**SELECTED EXTRACT:**
A Time to Every Purpose under the Heaven
    Footnotes

    “A Time to Every Purpose under the Heaven,” Ensign, Mar. 1987, 31

    The Visiting Teacher:

    “A Time to Every Purpose under the Heaven”

    Objective: To understand that part of our earthly education is learning to manage time wisely.

    As Latter-day Saint women, we struggle with many roles and expectations. We may have the responsibilities of wife and mother; church callings; a home and garden to care for; homemaking tasks such as cooking, canning, and sewing; personal scripture study; regular journal keeping; daily exercise; perhaps an outside job or at-home money-making activity; perhaps the need to care for an elderly parent; and so forth.

    While we should be “anxiously engaged in a good cause” (D&C 58:27), the Lord does not say we should be anxiously engaged in every good cause simultaneously. A woman may have several goals, such as raising righteous children, refining her skill on the piano, doing volunteer work at a hospital, getting a college degree, doing genealogical research, or serving a mission. But to pursue all of them at the same time leads to discouragement and frustration.

**LISTED RECORDS:**
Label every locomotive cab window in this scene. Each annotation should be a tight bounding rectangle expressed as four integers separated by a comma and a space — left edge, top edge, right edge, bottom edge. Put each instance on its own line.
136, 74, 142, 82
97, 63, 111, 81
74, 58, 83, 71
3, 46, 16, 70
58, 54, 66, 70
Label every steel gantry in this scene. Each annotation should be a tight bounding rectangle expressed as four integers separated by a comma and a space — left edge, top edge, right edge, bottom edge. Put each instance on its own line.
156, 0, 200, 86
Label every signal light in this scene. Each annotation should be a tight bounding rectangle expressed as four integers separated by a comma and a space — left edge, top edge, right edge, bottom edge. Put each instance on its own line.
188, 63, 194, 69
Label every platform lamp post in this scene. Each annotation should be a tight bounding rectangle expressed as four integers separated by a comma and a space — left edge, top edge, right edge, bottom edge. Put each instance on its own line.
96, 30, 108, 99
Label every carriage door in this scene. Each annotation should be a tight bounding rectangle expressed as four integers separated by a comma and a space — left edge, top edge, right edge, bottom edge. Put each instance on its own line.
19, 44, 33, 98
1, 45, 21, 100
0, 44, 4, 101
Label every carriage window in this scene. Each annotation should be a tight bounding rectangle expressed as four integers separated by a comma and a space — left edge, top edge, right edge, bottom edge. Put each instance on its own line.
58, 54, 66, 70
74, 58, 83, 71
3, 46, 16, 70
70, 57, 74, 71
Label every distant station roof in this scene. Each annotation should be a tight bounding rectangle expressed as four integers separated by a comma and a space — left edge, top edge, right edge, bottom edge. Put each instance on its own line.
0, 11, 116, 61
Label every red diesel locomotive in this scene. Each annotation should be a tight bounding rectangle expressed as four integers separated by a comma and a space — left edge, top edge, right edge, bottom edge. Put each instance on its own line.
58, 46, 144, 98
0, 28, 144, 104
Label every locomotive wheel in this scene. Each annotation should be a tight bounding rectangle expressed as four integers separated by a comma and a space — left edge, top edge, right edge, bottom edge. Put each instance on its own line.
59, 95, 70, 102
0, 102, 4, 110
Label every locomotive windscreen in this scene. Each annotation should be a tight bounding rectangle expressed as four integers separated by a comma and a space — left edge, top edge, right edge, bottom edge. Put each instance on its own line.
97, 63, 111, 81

**WHAT THIS EXERCISE ASKS:**
A – According to the visiting teacher message, what does pursuing all of a woman's goals at the same time lead to?
B – Repeat the part of the visiting teacher message between "As Latter-day Saint" and "and so forth.", inclusive, substituting "yard" for "garden".
C – Say whether each statement agrees with the visiting teacher message: (i) The stated objective concerns learning to manage time wisely. (ii) The Lord says we should be anxiously engaged in every good cause simultaneously. (iii) Serving a mission is named as one of a woman's possible goals.

**SOLUTION LIST:**
A – It leads to discouragement and frustration.

B –
As Latter-day Saint women, we struggle with many roles and expectations. We may have the responsibilities of wife and mother; church callings; a home and yard to care for; homemaking tasks such as cooking, canning, and sewing; personal scripture study; regular journal keeping; daily exercise; perhaps an outside job or at-home money-making activity; perhaps the need to care for an elderly parent; and so forth.

C –
(i) Yes: "learning to manage time wisely."
(ii) No: "the Lord does not say we should be anxiously engaged in every good cause simultaneously."
(iii) Yes: "or serving a mission."